_AIM 1_: Rewrite the records starting at the line that contains "Find the blue" and ending at the end of the records, replacing "Sample output" with "Example output" and keeping everything else the same. Leave the pictures out of your answer.

_GIVEN TEXT_:
One other note: the workflow actually written by Workflow Writer in the writing workflow is located in another folder compared to the workflows that are reading or writing the said workflow, that is something like this: ../../subfolder. This is to avoid that I accidentally modify the automatically written workflows.

Nevertheless, I am happy to see that it appears to work in your case. I can check whether or not further simplifying the internals of my workflow would yield the same result for me.

Kind regards
Geo

Hi Geo,
I tried the following things:

  1. Disabled “Bitvector” in the Document Vector node
  2. Add Vector Applier and Naive Bayes Predictor into a Metanode
  3. Tried executing the generated workflow in another workflow

And none of that have any influence on the execution. But I would be interested in your results if you investigate further!

_RECORDS TO PROCESS_:
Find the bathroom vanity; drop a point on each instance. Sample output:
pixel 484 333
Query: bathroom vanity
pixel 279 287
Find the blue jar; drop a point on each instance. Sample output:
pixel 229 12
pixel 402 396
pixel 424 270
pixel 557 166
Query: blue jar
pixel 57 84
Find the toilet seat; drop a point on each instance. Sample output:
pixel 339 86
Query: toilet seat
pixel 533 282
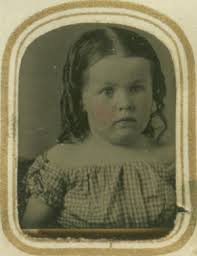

_AIM 2_: Write the next part of the forum thread about running the automatically written workflow, starting after its final line.

_WRITTEN RESPONSE 1_:
Find the blue jar; drop a point on each instance. Example output:
pixel 229 12
pixel 402 396
pixel 424 270
pixel 557 166
Query: blue jar
pixel 57 84
Find the toilet seat; drop a point on each instance. Example output:
pixel 339 86
Query: toilet seat
pixel 533 282

_WRITTEN RESPONSE 2_:
Kind regards,
Alexander

Hi @AlexanderFillbrunn

Thank you for the feedback. Have you checked this with the currently available KNIME version ?
I will keep you posted on the progress.

Kind regards
Geo

Hi,
Yes, I checked with KNIME AP 4.6.3. I don’t think any changes were made between that and 4.6.4.
Kind regards,
Alexander

Hi @AlexanderFillbrunn

Ok, I will try to replicate your workflow to see if this also works on my machine. So far, I have not managed to get it to work with my workflow, despite the simplifications. I will also try to fiddle more with the configuration settings of the capture nodes.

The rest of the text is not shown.